Recopiez fidèlement le passage de l’article ci-dessous sur l’inflation compris entre « Lors de notre » et « de l’inflation ? », ces deux extraits inclus.

ARTICLE –
####################

Lors de notre précédente publication sur l’inflation, nous avions défini l’inflation et montré comment elle est mesurée en République de Guinée. Dans cette seconde partie, nous allons traiter des causes et conséquences de l’inflation.

Quelles sont les causes de l’inflation ?

Les causes de l’inflation sont multiples et variées. Elle peut venir :

  • D’une hausse excessive de la quantité de monnaies : On parlera dans ce cas d’inflation monétaire. Cette forme d’inflation est due à l’augmentation de la masse monétaire (billets, pièces, dépôts à vue, bons du trésor…) par la Banque Centrale qui émet des billets de banques. Par l’octroi des crédits, les banques commerciales participent également à cette forme d’inflation. Le mécanisme est simple, les agents bénéficiaires des crédits ou de la monnaie supplémentaire mise en circulation voudront utiliser ces ressources supplémentaires pour consommer. Or si la demande augmente sans que l’offre ne puisse avoir le temps de s’ajuster (c’est le cas à court terme [1]), cela conduit à l’inflation. En effet, puisque les producteurs n’ont pas pu augmenter la production car elle met du temps à s’ajuster à la hausse, ils vont augmenter les prix de manière ramener au même niveau l’offre et la demande : on a donc une inflation qui a pour origine la masse monétaire.

####################

DONNÉES FOURNIES –
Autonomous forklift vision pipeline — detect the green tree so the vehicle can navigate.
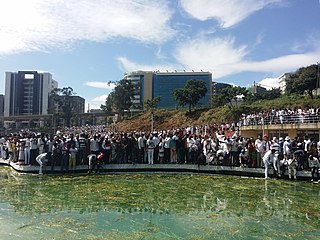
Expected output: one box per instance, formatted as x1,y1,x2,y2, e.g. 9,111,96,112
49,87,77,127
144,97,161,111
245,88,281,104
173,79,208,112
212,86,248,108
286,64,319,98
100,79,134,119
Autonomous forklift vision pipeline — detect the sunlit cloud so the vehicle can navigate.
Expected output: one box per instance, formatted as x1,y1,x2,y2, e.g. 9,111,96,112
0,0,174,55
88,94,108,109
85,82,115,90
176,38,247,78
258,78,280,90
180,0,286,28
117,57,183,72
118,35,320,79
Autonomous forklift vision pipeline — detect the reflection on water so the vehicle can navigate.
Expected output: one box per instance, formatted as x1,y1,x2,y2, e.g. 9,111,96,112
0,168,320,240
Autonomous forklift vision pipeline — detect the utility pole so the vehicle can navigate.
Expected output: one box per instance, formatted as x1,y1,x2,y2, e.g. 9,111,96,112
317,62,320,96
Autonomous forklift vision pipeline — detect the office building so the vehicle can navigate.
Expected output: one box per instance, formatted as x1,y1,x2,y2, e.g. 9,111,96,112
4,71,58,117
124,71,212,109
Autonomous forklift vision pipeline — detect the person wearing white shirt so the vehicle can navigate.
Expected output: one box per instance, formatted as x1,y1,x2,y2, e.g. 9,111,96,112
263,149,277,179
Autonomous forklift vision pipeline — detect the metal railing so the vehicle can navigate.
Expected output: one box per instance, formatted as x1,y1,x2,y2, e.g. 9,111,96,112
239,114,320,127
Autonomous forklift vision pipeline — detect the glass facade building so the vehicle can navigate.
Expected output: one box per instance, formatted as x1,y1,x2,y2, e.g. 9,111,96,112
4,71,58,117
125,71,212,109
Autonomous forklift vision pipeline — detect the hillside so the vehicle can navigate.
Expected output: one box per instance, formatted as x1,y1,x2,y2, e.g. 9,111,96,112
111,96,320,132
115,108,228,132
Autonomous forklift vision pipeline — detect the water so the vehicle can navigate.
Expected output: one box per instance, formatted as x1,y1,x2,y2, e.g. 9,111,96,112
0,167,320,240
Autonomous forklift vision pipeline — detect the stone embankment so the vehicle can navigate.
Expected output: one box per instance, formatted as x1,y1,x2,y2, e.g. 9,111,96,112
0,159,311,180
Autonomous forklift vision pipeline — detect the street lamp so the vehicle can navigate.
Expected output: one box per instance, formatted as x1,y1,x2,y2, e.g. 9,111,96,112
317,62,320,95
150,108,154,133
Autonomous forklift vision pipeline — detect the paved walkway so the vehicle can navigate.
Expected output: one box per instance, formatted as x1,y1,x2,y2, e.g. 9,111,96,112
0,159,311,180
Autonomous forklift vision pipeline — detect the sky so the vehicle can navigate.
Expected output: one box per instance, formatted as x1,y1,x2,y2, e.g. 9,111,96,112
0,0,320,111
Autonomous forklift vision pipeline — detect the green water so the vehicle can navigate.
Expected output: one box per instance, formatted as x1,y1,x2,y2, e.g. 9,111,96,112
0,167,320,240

####################

CORRIGÉ DÉTAILLÉ –
Lors de notre précédente publication sur l’inflation, nous avions défini l’inflation et montré comment elle est mesurée en République de Guinée. Dans cette seconde partie, nous allons traiter des causes et conséquences de l’inflation.

Quelles sont les causes de l’inflation ?